**ASSIGNMENT:**
All of the entries need to be set down exactly as they read.

[Natural-language object grounding data]

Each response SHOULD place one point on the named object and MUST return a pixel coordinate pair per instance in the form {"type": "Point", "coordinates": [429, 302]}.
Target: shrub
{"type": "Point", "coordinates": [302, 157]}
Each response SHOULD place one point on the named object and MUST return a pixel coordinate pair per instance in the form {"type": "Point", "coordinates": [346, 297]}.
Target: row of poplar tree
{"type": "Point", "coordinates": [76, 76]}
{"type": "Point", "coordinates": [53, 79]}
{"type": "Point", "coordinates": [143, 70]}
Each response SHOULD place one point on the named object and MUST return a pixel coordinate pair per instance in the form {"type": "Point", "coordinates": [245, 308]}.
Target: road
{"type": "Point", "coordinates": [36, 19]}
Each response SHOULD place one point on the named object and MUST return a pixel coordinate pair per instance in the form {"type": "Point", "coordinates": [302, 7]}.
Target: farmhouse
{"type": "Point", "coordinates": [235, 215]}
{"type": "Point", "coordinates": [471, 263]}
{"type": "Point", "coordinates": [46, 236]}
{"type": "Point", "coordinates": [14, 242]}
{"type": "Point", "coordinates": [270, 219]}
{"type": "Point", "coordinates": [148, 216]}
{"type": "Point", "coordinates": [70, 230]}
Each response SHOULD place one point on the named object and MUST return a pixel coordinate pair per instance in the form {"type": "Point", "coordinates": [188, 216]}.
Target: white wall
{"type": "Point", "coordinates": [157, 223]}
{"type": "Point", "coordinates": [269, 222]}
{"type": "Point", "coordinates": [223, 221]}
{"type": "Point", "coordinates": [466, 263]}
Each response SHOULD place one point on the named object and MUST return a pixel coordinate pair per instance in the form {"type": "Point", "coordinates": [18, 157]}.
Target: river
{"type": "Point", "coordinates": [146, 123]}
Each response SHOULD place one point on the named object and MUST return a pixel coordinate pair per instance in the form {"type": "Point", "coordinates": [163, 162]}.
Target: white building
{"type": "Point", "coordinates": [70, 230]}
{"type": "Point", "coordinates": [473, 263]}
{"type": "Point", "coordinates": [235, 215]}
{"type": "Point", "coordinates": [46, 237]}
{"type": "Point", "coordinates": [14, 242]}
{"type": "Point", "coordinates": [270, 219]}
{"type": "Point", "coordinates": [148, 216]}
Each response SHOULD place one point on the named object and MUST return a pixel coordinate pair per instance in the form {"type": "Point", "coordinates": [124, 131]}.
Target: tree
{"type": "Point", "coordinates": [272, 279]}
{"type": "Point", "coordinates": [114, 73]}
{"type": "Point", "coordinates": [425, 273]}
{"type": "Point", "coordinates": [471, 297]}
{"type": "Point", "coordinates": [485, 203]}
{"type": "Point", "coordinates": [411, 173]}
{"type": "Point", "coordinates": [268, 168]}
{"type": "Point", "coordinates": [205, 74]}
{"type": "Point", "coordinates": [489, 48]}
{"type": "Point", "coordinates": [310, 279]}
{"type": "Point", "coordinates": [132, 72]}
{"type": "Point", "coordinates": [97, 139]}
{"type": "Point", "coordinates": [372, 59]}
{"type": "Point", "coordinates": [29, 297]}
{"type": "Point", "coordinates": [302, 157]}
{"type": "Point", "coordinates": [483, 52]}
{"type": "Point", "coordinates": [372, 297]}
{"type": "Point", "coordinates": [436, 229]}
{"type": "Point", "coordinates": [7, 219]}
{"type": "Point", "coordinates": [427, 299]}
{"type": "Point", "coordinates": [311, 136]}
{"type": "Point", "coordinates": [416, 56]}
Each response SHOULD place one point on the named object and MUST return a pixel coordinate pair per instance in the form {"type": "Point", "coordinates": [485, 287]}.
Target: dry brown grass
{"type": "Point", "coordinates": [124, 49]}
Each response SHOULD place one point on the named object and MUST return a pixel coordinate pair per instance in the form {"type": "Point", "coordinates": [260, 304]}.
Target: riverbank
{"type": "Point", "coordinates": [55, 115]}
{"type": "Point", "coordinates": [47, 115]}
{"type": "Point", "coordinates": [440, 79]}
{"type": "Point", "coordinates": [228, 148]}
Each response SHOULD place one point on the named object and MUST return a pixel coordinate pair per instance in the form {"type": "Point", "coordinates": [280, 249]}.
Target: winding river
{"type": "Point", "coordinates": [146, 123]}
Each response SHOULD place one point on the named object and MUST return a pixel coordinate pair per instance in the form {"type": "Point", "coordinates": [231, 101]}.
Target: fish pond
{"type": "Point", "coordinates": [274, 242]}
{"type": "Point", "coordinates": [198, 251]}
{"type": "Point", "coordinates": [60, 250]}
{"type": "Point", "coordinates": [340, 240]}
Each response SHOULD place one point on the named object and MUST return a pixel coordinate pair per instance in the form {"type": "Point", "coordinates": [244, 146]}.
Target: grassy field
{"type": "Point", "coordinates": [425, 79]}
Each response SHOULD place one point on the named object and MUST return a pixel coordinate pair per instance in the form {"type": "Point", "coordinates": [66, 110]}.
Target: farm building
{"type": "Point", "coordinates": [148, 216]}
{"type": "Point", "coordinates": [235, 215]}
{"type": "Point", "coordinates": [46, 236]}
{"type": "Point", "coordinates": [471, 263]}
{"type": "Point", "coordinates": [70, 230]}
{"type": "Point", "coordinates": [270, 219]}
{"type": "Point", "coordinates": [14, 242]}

**SOLVED EXERCISE:**
Each response SHOULD place one point on the named object and MUST return a pixel coordinate pair per instance in the form {"type": "Point", "coordinates": [429, 302]}.
Target: shrub
{"type": "Point", "coordinates": [302, 157]}
Each response SHOULD place one point on the named object and MUST return a pixel coordinate pair per instance in the form {"type": "Point", "coordinates": [346, 297]}.
Target: row of poplar tree
{"type": "Point", "coordinates": [76, 76]}
{"type": "Point", "coordinates": [53, 79]}
{"type": "Point", "coordinates": [143, 70]}
Each response SHOULD place one point on the named object and MUST return a pixel coordinate pair per instance in the form {"type": "Point", "coordinates": [245, 308]}.
Target: road
{"type": "Point", "coordinates": [36, 19]}
Each response SHOULD place one point on the named object and MUST return a pixel coordinate pair per instance in the form {"type": "Point", "coordinates": [302, 7]}.
Target: farmhouse
{"type": "Point", "coordinates": [235, 215]}
{"type": "Point", "coordinates": [471, 263]}
{"type": "Point", "coordinates": [46, 236]}
{"type": "Point", "coordinates": [14, 242]}
{"type": "Point", "coordinates": [270, 219]}
{"type": "Point", "coordinates": [148, 216]}
{"type": "Point", "coordinates": [70, 230]}
Each response SHOULD place one point on the named object and MUST return a pixel coordinate pair per instance in the form {"type": "Point", "coordinates": [188, 216]}.
Target: white wall
{"type": "Point", "coordinates": [157, 223]}
{"type": "Point", "coordinates": [269, 222]}
{"type": "Point", "coordinates": [223, 221]}
{"type": "Point", "coordinates": [466, 263]}
Each response SHOULD place one point on the named object and MUST return a pixel coordinate pair per instance in the form {"type": "Point", "coordinates": [18, 157]}.
Target: river
{"type": "Point", "coordinates": [146, 123]}
Each response SHOULD place one point on the named object and MUST return a pixel coordinate pair per instance in the form {"type": "Point", "coordinates": [163, 162]}.
Target: white building
{"type": "Point", "coordinates": [70, 230]}
{"type": "Point", "coordinates": [473, 263]}
{"type": "Point", "coordinates": [235, 215]}
{"type": "Point", "coordinates": [46, 237]}
{"type": "Point", "coordinates": [14, 242]}
{"type": "Point", "coordinates": [270, 219]}
{"type": "Point", "coordinates": [148, 216]}
Each response SHOULD place one point on the named object and MUST return a pixel coordinate pair per instance in the form {"type": "Point", "coordinates": [124, 131]}.
Target: tree
{"type": "Point", "coordinates": [272, 279]}
{"type": "Point", "coordinates": [114, 73]}
{"type": "Point", "coordinates": [425, 273]}
{"type": "Point", "coordinates": [471, 297]}
{"type": "Point", "coordinates": [485, 203]}
{"type": "Point", "coordinates": [411, 173]}
{"type": "Point", "coordinates": [268, 168]}
{"type": "Point", "coordinates": [205, 74]}
{"type": "Point", "coordinates": [489, 48]}
{"type": "Point", "coordinates": [310, 279]}
{"type": "Point", "coordinates": [132, 72]}
{"type": "Point", "coordinates": [97, 139]}
{"type": "Point", "coordinates": [372, 59]}
{"type": "Point", "coordinates": [29, 297]}
{"type": "Point", "coordinates": [302, 157]}
{"type": "Point", "coordinates": [483, 52]}
{"type": "Point", "coordinates": [372, 297]}
{"type": "Point", "coordinates": [436, 229]}
{"type": "Point", "coordinates": [7, 219]}
{"type": "Point", "coordinates": [427, 299]}
{"type": "Point", "coordinates": [311, 136]}
{"type": "Point", "coordinates": [416, 56]}
Each response SHOULD place one point on the named object and MUST return a pixel coordinate pair per instance in the form {"type": "Point", "coordinates": [485, 287]}.
Target: dry brown grass
{"type": "Point", "coordinates": [124, 49]}
Each response SHOULD place one point on the named object and MUST return a pixel coordinate pair per instance in the form {"type": "Point", "coordinates": [260, 304]}.
Target: riverbank
{"type": "Point", "coordinates": [55, 115]}
{"type": "Point", "coordinates": [47, 115]}
{"type": "Point", "coordinates": [440, 79]}
{"type": "Point", "coordinates": [228, 148]}
Each response SHOULD place one point on the named object and MUST return a pixel coordinate pair per instance in the form {"type": "Point", "coordinates": [280, 249]}.
Target: winding river
{"type": "Point", "coordinates": [146, 123]}
Each response SHOULD place one point on the named object and MUST return a pixel coordinate pair per instance in the form {"type": "Point", "coordinates": [231, 101]}.
Target: fish pond
{"type": "Point", "coordinates": [274, 242]}
{"type": "Point", "coordinates": [198, 251]}
{"type": "Point", "coordinates": [60, 250]}
{"type": "Point", "coordinates": [340, 240]}
Each response SHOULD place one point on the named object and MUST return a pixel coordinate pair per instance in the form {"type": "Point", "coordinates": [244, 146]}.
Target: grassy field
{"type": "Point", "coordinates": [425, 79]}
Each response SHOULD place one point on the named object and MUST return a pixel coordinate pair per instance in the form {"type": "Point", "coordinates": [66, 110]}.
Target: farm building
{"type": "Point", "coordinates": [148, 216]}
{"type": "Point", "coordinates": [235, 215]}
{"type": "Point", "coordinates": [46, 236]}
{"type": "Point", "coordinates": [471, 263]}
{"type": "Point", "coordinates": [70, 230]}
{"type": "Point", "coordinates": [270, 219]}
{"type": "Point", "coordinates": [14, 242]}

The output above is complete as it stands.